### SOURCE MATERIAL
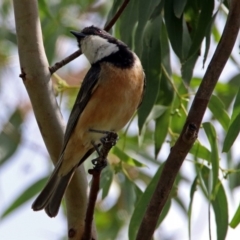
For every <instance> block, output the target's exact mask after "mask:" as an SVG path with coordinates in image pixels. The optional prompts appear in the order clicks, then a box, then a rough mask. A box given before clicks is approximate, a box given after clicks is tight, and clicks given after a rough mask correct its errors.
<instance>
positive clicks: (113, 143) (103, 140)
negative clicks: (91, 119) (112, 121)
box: [89, 129, 118, 146]
mask: <svg viewBox="0 0 240 240" xmlns="http://www.w3.org/2000/svg"><path fill="white" fill-rule="evenodd" d="M89 131H90V132H96V133H100V134H105V136H104V137H102V138H100V141H101V143H102V145H104V144H108V143H111V144H112V146H114V145H116V143H117V140H118V134H117V133H115V132H113V131H105V130H96V129H89Z"/></svg>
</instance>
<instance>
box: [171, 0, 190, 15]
mask: <svg viewBox="0 0 240 240" xmlns="http://www.w3.org/2000/svg"><path fill="white" fill-rule="evenodd" d="M186 3H187V0H182V1H179V0H174V2H173V9H174V13H175V16H176V17H177V18H180V17H181V15H182V14H183V10H184V8H185V6H186Z"/></svg>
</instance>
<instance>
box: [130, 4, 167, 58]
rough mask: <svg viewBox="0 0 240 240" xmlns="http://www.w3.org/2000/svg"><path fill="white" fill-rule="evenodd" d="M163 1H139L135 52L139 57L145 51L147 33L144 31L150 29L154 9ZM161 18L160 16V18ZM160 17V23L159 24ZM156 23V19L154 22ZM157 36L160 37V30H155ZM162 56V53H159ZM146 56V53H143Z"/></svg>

### EXERCISE REQUIREMENTS
Write out each line above as a JSON list of strings, with one string per line and no blank lines. Leave out the pictures.

### SOLUTION TO THIS PROBLEM
[
  "For every <instance> block, output the target's exact mask after \"mask:\" as an SVG path with coordinates in image pixels. The optional prompts appear in the order clicks, then a box, then a rough mask. A box given before clicks is approximate, a box given after clicks is tight, and clicks given after a rough mask correct its errors.",
  "<instance>",
  "positive clicks: (113, 143) (103, 140)",
  "negative clicks: (91, 119) (112, 121)",
  "box: [89, 129, 118, 146]",
  "mask: <svg viewBox=\"0 0 240 240\" xmlns=\"http://www.w3.org/2000/svg\"><path fill=\"white\" fill-rule=\"evenodd\" d=\"M89 131H90V132H96V133H100V134H105V136H104V137H102V138H100V141H101V143H102V145H104V144H108V143H111V144H112V146H114V145H116V143H117V140H118V134H117V133H115V132H113V131H105V130H96V129H89Z\"/></svg>",
  "</instance>",
  "<instance>",
  "box: [171, 0, 190, 15]",
  "mask: <svg viewBox=\"0 0 240 240\" xmlns=\"http://www.w3.org/2000/svg\"><path fill=\"white\" fill-rule=\"evenodd\" d=\"M186 3H187V0H182V1H179V0H174V2H173V9H174V13H175V16H176V17H177V18H180V17H181V15H182V14H183V10H184V8H185V6H186Z\"/></svg>",
  "</instance>",
  "<instance>",
  "box: [130, 4, 167, 58]",
  "rough mask: <svg viewBox=\"0 0 240 240\" xmlns=\"http://www.w3.org/2000/svg\"><path fill=\"white\" fill-rule=\"evenodd\" d=\"M163 1H139L135 52L139 57L145 51L147 33L144 31L150 29L154 9ZM161 18L160 16V18ZM160 17V23L159 24ZM156 23V19L154 22ZM157 36L160 37V30H155ZM162 56V53H159ZM146 56V53H143Z\"/></svg>"
]